Dataset entries
++++++++++

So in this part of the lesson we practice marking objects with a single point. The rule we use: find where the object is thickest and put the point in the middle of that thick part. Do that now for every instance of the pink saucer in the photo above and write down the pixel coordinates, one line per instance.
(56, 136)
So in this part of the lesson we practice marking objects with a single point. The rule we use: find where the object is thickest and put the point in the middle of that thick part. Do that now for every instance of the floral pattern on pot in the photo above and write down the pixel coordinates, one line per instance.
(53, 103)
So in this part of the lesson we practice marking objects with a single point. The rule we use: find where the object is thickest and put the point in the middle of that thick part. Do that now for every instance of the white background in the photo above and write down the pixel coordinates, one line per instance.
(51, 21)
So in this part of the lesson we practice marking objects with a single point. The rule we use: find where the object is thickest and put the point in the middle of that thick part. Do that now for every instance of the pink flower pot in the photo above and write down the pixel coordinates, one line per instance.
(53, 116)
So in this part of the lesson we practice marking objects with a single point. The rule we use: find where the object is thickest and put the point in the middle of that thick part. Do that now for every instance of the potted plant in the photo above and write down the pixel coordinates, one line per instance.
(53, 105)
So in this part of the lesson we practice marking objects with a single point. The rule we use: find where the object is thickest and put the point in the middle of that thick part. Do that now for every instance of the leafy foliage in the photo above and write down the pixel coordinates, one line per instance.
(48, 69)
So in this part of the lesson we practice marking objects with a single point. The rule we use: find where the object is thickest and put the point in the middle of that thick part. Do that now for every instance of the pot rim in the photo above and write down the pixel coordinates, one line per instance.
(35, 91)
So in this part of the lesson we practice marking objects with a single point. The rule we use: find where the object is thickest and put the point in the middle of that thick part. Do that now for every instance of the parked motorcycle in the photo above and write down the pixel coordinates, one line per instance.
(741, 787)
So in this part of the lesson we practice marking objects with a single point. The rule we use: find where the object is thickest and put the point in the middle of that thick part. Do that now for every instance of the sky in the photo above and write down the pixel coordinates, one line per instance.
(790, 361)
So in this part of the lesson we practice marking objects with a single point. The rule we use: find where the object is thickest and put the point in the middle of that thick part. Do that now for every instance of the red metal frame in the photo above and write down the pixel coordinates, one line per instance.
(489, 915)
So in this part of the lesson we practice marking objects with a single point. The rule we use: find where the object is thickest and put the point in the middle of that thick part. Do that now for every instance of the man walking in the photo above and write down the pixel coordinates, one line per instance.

++++++++++

Reprint every entry exactly.

TASK RESULT.
So in this part of the lesson we practice marking objects with a single point. The rule we use: find where the object is thickest and put the point in the middle of that thick part. Do that now for every instance of the pink saucer in the photo above and write down the pixel coordinates, one line per instance.
(56, 136)
So in this part of the lesson we practice marking objects with a single point. The rule we use: find where the object is thickest and put the point in the middle of that thick part. Do that now for every instance of the floral pattern on pot in the photo above and write down the pixel coordinates, one line per instance.
(53, 103)
So in this part of the lesson we practice marking objects with a single point. The rule we use: find where the object is thickest and put the point in the middle of that thick part. Do that now for every instance of the white background in the photo above and write down the pixel coordinates, one line per instance.
(51, 21)
So in this part of the lesson we practice marking objects with a single point. The rule we use: find where the object is thickest and put the point in the middle of that thick part. Do that now for every instance of the pink flower pot in the photo above and write down the pixel coordinates, one line per instance.
(53, 116)
So in this part of the lesson we practice marking objects with a single point. The rule we use: find where the object is thickest and put the point in the middle of that thick part. Do that now for every instance of the potted plant in the photo above and write down the pixel coordinates, one line per instance.
(53, 105)
So in this part of the lesson we practice marking objects with a single point. The rule we use: find where the object is thickest and put the point in the middle of that thick part. Do that now for every instance of the leafy foliage in the photo above and write down the pixel coordinates, one line per instance.
(48, 69)
So in this part of the lesson we practice marking objects with a single point. The rule we use: find where the object is thickest and put the point in the middle of that thick part. Do that now for every instance of the pot rim in the photo above and write down the pixel coordinates, one line per instance.
(35, 91)
So in this part of the lesson we practice marking objects with a single point. The rule we use: find where the object is thickest and put the point in the middle of that thick part. Do that now for every instance of the parked motorcycle in the photo above and write down the pixel coordinates, one line per instance.
(741, 787)
So in this part of the lesson we practice marking objects with a single point. The rule we use: find where the object is thickest and put the point in the middle of that thick part. Do that now for every instance of the sky in the photo above and write down the pixel coordinates, one line per instance.
(790, 361)
So in this part of the lesson we practice marking objects with a single point. The rule we use: find where the object is thickest and put the point in the middle of that thick part. Do that now for every instance of the red metal frame in the photo above and write down the pixel coordinates, one line per instance.
(489, 915)
So in this part of the lesson we practice marking objects with a single point. The rule we use: find where the object is thickest and put the point in the middle of that thick part. Do that now for every instance of the man walking in the photo above and write down the pixel coordinates, one line per instance.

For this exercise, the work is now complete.